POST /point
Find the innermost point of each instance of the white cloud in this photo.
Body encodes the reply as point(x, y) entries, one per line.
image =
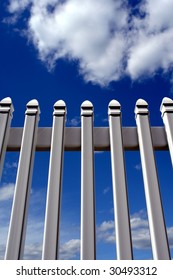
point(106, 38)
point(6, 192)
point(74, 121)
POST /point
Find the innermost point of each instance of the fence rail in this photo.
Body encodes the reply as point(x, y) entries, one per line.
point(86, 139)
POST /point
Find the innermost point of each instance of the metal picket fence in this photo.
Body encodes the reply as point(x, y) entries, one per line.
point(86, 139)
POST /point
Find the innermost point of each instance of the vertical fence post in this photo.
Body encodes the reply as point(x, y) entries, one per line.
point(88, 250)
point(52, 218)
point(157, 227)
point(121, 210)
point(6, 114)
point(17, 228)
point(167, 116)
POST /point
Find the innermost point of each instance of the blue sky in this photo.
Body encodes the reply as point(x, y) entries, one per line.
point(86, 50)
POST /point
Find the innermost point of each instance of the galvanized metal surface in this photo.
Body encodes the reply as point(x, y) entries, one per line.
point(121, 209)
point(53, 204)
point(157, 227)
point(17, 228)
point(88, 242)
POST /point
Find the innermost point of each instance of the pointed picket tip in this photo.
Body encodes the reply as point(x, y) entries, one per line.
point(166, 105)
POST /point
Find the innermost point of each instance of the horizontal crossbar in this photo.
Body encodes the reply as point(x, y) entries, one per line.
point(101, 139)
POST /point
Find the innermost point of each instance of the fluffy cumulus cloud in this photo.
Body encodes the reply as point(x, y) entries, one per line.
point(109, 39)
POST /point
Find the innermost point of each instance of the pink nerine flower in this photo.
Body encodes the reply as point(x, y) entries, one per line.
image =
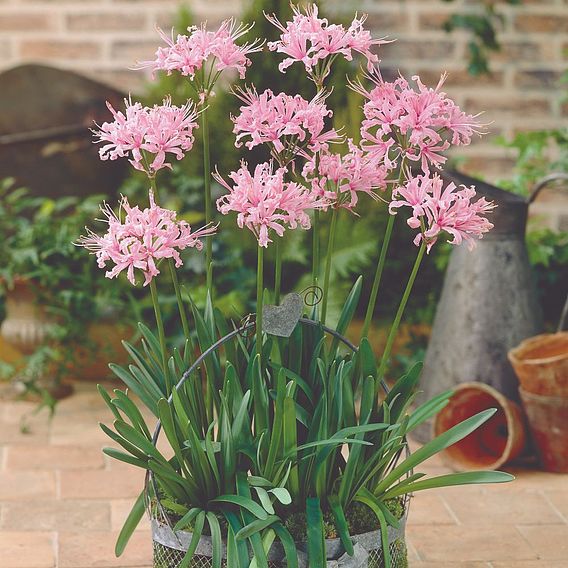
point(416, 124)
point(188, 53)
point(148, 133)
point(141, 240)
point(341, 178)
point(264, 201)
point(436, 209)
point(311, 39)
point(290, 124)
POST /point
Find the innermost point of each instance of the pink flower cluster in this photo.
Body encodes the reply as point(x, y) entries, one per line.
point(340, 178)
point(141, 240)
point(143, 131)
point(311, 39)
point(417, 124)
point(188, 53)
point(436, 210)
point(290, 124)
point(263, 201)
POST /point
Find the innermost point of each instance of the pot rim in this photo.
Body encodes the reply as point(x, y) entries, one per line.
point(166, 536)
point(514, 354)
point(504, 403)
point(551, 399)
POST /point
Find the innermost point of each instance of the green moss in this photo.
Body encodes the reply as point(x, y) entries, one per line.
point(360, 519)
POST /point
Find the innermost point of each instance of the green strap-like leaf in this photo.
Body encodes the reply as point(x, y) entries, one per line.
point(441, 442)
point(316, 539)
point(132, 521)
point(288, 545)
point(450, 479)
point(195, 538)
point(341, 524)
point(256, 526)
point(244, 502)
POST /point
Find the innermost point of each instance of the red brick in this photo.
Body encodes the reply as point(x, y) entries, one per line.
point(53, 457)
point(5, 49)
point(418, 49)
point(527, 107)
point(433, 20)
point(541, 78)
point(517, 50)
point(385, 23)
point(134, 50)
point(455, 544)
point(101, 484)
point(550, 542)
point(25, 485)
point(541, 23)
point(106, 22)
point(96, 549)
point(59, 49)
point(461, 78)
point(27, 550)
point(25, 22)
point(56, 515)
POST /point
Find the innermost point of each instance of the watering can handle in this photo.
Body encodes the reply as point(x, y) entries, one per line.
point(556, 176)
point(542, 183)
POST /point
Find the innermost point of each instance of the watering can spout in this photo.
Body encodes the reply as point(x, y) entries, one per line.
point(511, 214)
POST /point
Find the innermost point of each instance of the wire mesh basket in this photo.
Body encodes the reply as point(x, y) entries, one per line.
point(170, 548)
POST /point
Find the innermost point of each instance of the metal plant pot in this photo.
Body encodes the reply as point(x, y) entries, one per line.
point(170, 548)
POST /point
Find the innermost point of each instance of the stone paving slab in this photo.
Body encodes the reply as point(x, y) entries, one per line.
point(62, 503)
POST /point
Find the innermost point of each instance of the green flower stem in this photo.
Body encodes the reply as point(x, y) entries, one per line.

EXERCISE DETAILS:
The listing must be repeated word for word, and none of its pictures may appear in the copy.

EXERCISE RESULT:
POST /point
Find the innermost point of each instance of the white cloud in this photo.
Body encodes the reply as point(x, y) entries, one per line.
image =
point(106, 38)
point(6, 192)
point(74, 121)
POST /point
Find the innermost point of each instance of the fence rail in this photo.
Body encodes the reply as point(x, y) entries, one per line.
point(86, 139)
POST /point
Find the innermost point of each instance of the metal picket fence in this photo.
Body encodes the reply as point(x, y) entries, one per line.
point(86, 139)
POST /point
Find the innermost point of each instance of the vertical fence post in this photo.
Body encodes the reply as point(x, y) entries, one per line.
point(88, 250)
point(52, 218)
point(157, 227)
point(121, 210)
point(6, 114)
point(17, 228)
point(167, 116)
POST /point
Find the innermost point of each instance of the blue sky in this photo.
Body encodes the reply as point(x, y) entries, one per line.
point(86, 50)
POST /point
Find the innermost point of each instance of the galvanized metal surface in this photo.
Body encodes the reply as point(x, y) entries, one per line.
point(121, 209)
point(53, 204)
point(157, 227)
point(17, 228)
point(88, 242)
POST /point
Find the innermost point of each instance of the pointed picket tip in this photo.
Body encodes the reply as point(x, y) entries, one per line.
point(166, 105)
POST /point
Find the innermost point of each instance of the horizontal crossbar in this photo.
Body encodes the reply as point(x, y) entries, one per line.
point(101, 139)
POST /point
Find the innermost point of each instance of the fluffy cumulus cloud in this photo.
Body encodes the reply as point(x, y) entries, one per line.
point(109, 39)
POST /point
Find the innermost point of each instance of the pink nerine flower in this photo.
Body encodes the reply as point(x, y) entries, one per line.
image =
point(416, 124)
point(188, 53)
point(148, 133)
point(141, 240)
point(341, 178)
point(264, 201)
point(436, 209)
point(311, 39)
point(290, 124)
POST /point
Find the innermost point of each instance of the pink flower cluster in this photo.
Body encodes the reply as point(x, y) entries, one per line.
point(340, 178)
point(141, 240)
point(143, 131)
point(311, 39)
point(417, 124)
point(188, 53)
point(436, 210)
point(290, 124)
point(263, 201)
POST /point
Find the innermost point of each instance of the pot rim in this photo.
Body encodes the reply as point(x, y) entries, one per line.
point(166, 536)
point(514, 354)
point(504, 403)
point(551, 399)
POST /point
Find the innermost point of each instance of the green moss in this photo.
Body encodes the reply as point(x, y) entries, one per line.
point(360, 519)
POST /point
Find the innermost point of each instance of the green strap-like leaf in this photo.
Body encodes the reply as point(x, y) entries, one per line.
point(441, 442)
point(316, 539)
point(132, 521)
point(288, 545)
point(450, 479)
point(195, 538)
point(341, 524)
point(256, 526)
point(244, 502)
POST /point
Find the innermost point of each instance of the red brick in this photo.
Body encodes the reply as point(x, y) entries, one per line.
point(53, 457)
point(5, 49)
point(418, 49)
point(527, 107)
point(433, 20)
point(541, 78)
point(517, 50)
point(385, 23)
point(134, 50)
point(455, 544)
point(101, 484)
point(550, 542)
point(25, 485)
point(541, 23)
point(106, 22)
point(96, 549)
point(59, 49)
point(461, 78)
point(27, 550)
point(25, 22)
point(56, 515)
POST /point
Find the innermost point of each instance of the watering can handle in this photo.
Body encodes the reply as point(x, y) entries, one per line.
point(556, 176)
point(542, 183)
POST /point
Find the innermost point of each instance of the watering can spout in this photo.
Body encodes the reply as point(x, y) entries, one per line.
point(511, 214)
POST /point
Find the innermost point of each instance of the wire mesh basket in this photo.
Body encodes the reply as point(x, y) entries, one per line.
point(170, 548)
POST /point
Find the innermost point of each instance of the metal plant pot in this photo.
Body encodes the reply as point(x, y) entries, one per line.
point(170, 548)
POST /point
Find the innermost point of each instance of the stone paving slab in this photo.
Body encodes the reply as point(x, y) entries, one per line.
point(62, 503)
POST /point
Find the innermost point of each instance of the green flower stem in this photo.
Body encodes the reply as point(x, y) entries, one per line.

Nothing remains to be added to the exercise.